## ИНСТРУКЦИИ К УПРАЖНЕНИЮ
A - Ответьте по тексту об андаманцах:
(i) Сколько племён застали на островах англичане и какова была их общая численность?
(ii) Между какими градусами северной широты расположены острова?
(iii) Каков рост андаманских мужчин?
B - Перепишите дословно отрезок текста об андаманцах от слов «Происхождение» до слов «красно-коричневого (у онге).».

Андаманцы

Поделись знанием:
Перейти к: навигация, поиск
Андаманцы
Численность и ареал

Всего: 400
Индия

Язык

андаманские

Религия

анимизм

Расовый тип

негритосы

Родственные народы

аэта, семанги

Этнические группы

северные андаманцы, южные андаманцы, андаманцы острова Большой Сентинел

Андаманцы — коренные жители Андаманских островов. Сейчас насчитывается 200—300 человек племени джарава и около 100 человек племени онге, а также около 50 Больших андаманцев. На Северном Сентинельском острове обитают сентинельцы, избегающие контактов, численность их неизвестна. Правительство Индии включило андаманцев в список официально зарегистрированных племён[en] и способствует изоляции аборигенов.





Область расселения

Андаманцы населяют в настоящее время внутренние участки Андаманских островов и небольшой Северный Сентинельский остров. Часть их после завоевания независимости Индией переселена на остров Стрэйт. Политически острова входят в состав Индии, географически ближе к Мьянме, расположены между 10 и 15 градусами с.ш. Сюда входят острова Северный Андаман, Средний Андаман, Южный Андаман, Малый Андаман, Ратлэнд и другие мелкие острова.

Происхождение

Существовала гипотеза, что андаманцы — потомки африканских рабов, потерпевших кораблекрушение при транспортировке их португальцами. Сейчас установлено, что это остатки туземного населения, негритосы, родственные семангам и аэта. Их расовый тип также сравним с типом африканских пигмеев, так как их рост очень низок, — 4 фута 10 дюймов (1,43 м) у мужчин, и ещё меньше у женщин. Цвет кожи варьируется от чёрного до красно-коричневого (у онге).

Истории

Завоевание островов Англией в XVIII в. и колонизация вызвала эпидемии и быстрое вымирание аборигенов. Англичане застали здесь 12 племен численностью 5000 человек. В начале XX в. их оставалось 625 человек. До прихода европейцев острова привлекали многих авантюристов, арабских работорговцев, малайских и китайских пиратов. В начале XVIII в. здесь было пристанище адмирала Каходжи Ангры, который захватил однажды корабль британского губернатора Бомбея и получил выкуп — порох и ядра. Неоднократно он захватывал суда голландцев, португальцев и англичан, оставаясь непобедимым до своей кончины в 1729 г. В 1789 г. британский офицер Арчибальд Блэр основал на Южном Андамане опорный пункт Ост-Индской компании. Племя джарава выступило против завоевателей с луками и стрелами, но подверглось карательным мерам. На этом месте теперь находится административный центр — Порт-Блэр. После многих лет колониального владычества острова были включены в состав Индии, получившей независимость в 1947 г. Старая часть в Порт-Блэре сохраняет старинный вид, дома в основном двухэтажные, три улочки и монумент в честь жертв колониализма. В городе много представительств разных религиозных конфессий и храмов: индуистские, буддийские, кришнаитов, адвентистов и прочие. Аборигены получают гуманитарную помощь. Обжитые же побережья в настоящее время заселены индийцами.

Антропологический тип

Антропологический тип — негритосыК:Википедия:Статьи без источников (тип: не указан)[источник не указан 3244 дня], ветвь австралоидной большой расы.

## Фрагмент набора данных
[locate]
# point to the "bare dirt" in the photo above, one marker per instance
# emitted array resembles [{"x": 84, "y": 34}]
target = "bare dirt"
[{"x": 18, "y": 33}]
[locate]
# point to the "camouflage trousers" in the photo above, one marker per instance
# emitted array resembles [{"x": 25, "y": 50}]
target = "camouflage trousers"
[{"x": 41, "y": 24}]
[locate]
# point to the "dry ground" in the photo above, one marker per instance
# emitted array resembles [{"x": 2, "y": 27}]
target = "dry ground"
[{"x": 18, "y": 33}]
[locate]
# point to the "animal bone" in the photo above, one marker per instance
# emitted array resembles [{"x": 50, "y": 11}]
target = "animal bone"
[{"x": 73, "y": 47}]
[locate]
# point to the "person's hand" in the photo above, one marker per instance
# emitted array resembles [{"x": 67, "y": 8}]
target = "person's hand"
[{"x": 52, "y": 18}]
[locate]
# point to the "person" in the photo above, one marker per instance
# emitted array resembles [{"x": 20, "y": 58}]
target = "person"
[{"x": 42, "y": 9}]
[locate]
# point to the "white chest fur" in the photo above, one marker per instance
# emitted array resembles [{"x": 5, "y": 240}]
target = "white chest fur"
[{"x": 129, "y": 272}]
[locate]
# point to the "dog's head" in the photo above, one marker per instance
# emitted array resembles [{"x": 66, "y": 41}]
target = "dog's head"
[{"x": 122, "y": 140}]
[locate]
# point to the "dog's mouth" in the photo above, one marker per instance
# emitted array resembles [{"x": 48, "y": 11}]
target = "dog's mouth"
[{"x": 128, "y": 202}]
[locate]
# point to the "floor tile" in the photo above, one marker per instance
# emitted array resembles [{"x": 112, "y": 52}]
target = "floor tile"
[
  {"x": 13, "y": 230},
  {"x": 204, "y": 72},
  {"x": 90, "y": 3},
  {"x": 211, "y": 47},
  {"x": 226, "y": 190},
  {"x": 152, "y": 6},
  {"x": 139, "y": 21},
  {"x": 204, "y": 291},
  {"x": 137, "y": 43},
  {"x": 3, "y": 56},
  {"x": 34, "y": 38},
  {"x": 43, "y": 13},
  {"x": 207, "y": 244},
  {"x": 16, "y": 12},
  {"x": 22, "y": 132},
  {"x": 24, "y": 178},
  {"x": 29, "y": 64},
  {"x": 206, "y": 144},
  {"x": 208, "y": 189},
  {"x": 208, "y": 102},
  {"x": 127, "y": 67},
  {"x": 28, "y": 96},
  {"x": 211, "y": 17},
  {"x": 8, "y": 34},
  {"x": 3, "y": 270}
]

## ОТВЕТЫ К ЗАДАЧАМ
A -
(i) 12 племён численностью 5000 человек.
(ii) Между 10 и 15 градусами с.ш.
(iii) 4 фута 10 дюймов (1,43 м).

B -
Происхождение

Существовала гипотеза, что андаманцы — потомки африканских рабов, потерпевших кораблекрушение при транспортировке их португальцами. Сейчас установлено, что это остатки туземного населения, негритосы, родственные семангам и аэта. Их расовый тип также сравним с типом африканских пигмеев, так как их рост очень низок, — 4 фута 10 дюймов (1,43 м) у мужчин, и ещё меньше у женщин. Цвет кожи варьируется от чёрного до красно-коричневого (у онге).